*** Opening INFORMATION GIVEN ***

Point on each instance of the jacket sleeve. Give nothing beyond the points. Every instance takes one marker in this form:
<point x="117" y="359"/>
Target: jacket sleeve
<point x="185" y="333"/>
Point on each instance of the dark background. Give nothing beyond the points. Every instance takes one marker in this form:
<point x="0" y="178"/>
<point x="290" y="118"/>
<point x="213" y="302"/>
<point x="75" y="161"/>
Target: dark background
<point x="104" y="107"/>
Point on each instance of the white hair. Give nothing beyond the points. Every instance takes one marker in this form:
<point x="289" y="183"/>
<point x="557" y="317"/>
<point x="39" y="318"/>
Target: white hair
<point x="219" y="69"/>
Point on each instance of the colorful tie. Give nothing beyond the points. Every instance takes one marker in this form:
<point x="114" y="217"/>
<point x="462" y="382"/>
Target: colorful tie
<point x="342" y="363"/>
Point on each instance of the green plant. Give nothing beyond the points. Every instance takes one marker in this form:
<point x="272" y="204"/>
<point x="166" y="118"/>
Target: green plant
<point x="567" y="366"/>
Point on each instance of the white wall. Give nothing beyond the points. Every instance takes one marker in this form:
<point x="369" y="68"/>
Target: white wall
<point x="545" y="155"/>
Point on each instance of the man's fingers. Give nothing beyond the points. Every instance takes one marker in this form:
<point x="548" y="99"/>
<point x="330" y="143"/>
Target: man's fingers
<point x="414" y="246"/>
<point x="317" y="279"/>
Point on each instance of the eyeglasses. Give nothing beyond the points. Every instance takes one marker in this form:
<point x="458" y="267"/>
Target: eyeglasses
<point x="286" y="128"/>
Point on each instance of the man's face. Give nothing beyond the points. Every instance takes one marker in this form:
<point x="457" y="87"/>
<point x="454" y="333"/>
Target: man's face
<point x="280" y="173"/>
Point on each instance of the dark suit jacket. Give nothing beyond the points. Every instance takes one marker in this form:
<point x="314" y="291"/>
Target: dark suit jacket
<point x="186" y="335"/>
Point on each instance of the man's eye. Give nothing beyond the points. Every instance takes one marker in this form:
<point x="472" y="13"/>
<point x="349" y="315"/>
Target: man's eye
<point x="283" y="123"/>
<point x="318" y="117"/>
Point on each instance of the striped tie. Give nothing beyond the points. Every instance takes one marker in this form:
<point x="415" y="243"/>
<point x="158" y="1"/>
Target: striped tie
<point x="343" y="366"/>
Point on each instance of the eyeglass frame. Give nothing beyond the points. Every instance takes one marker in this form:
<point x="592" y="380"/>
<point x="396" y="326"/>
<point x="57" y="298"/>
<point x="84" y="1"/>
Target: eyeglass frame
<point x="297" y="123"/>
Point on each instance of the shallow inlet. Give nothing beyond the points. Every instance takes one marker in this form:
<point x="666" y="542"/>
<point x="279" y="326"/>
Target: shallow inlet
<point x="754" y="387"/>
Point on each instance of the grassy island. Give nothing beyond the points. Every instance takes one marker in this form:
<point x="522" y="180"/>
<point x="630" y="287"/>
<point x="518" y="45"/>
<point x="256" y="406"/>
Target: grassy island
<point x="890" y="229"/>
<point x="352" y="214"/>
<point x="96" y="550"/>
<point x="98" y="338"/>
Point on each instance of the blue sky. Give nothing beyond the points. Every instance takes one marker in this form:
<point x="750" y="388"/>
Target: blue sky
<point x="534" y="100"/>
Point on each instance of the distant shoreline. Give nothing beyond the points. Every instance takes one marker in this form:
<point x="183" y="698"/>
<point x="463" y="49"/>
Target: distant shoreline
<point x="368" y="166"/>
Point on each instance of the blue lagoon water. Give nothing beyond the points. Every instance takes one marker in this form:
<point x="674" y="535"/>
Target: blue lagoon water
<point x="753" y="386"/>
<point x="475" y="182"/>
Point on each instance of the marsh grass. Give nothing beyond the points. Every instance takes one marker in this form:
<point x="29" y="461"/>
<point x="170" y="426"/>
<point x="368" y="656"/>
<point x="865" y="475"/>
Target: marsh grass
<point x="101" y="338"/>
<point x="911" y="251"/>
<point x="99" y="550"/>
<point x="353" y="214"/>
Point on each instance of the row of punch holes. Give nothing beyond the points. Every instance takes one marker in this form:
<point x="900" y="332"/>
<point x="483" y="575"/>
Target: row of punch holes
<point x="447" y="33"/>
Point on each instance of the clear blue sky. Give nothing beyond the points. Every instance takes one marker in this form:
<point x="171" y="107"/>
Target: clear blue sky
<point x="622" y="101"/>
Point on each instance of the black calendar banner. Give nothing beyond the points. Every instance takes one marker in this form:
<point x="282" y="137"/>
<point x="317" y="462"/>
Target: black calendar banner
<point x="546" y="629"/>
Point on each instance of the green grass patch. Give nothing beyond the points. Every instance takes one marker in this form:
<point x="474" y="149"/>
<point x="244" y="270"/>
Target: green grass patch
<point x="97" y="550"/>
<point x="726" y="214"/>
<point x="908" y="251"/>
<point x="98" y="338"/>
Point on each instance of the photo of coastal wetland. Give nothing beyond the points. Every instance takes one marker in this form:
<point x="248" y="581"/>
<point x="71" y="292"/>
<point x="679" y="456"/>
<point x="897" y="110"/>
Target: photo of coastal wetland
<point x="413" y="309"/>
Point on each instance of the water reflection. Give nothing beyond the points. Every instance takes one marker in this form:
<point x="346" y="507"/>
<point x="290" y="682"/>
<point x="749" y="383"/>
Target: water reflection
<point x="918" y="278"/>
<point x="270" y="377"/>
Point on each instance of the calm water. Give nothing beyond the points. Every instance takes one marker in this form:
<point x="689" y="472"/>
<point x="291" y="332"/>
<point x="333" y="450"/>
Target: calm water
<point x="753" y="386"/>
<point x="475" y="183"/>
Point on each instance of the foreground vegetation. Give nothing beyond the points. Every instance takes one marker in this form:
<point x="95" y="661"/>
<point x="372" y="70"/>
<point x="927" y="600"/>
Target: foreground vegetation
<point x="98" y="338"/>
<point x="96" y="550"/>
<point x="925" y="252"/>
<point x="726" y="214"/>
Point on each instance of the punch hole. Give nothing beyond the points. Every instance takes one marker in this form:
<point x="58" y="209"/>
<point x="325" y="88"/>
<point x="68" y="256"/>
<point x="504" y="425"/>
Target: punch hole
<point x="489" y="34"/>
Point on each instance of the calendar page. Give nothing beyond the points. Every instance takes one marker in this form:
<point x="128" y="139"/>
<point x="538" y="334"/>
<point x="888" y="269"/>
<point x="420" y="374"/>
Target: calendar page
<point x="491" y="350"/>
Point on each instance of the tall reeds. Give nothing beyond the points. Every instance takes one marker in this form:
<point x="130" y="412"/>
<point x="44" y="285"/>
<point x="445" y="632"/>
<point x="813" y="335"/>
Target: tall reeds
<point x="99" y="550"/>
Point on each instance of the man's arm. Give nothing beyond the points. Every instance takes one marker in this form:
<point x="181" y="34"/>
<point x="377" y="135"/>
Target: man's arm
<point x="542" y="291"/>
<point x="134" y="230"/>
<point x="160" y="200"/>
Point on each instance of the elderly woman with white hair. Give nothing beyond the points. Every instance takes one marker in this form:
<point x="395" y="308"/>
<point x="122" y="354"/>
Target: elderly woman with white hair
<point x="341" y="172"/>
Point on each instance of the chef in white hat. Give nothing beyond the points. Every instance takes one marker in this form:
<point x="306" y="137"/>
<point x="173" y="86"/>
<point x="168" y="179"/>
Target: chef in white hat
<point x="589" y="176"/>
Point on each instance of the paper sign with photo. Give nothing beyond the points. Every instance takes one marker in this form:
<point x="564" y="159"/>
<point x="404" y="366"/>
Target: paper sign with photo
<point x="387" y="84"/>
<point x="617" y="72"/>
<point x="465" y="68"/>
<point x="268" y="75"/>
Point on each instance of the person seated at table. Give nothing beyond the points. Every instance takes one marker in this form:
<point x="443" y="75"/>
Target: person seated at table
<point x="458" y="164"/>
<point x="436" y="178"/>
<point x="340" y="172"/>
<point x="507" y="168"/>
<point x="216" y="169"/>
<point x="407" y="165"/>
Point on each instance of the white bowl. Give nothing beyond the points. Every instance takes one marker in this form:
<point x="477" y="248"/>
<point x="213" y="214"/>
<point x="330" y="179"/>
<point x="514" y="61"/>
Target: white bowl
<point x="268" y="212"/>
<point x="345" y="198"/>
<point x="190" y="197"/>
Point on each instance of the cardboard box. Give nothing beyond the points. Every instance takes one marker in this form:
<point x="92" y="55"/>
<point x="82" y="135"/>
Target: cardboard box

*** Closing INFORMATION GIVEN ***

**YOUR INSTRUCTIONS**
Print, from the entries above, the line with "Point on each instance of the grassy", the line with "Point on each instance of the blue sky." and all lines between them, exactly and with nothing else.

**SOLUTION TO THE PROBLEM**
Point on each instance of the grassy island. Give nothing beyond the points. Every instance takes one marker in this form:
<point x="522" y="180"/>
<point x="630" y="287"/>
<point x="518" y="45"/>
<point x="256" y="406"/>
Target: grassy island
<point x="890" y="229"/>
<point x="352" y="214"/>
<point x="96" y="550"/>
<point x="98" y="338"/>
Point on each instance of the blue sky. Give nothing beyond the points. Every instance takes one marker in this form:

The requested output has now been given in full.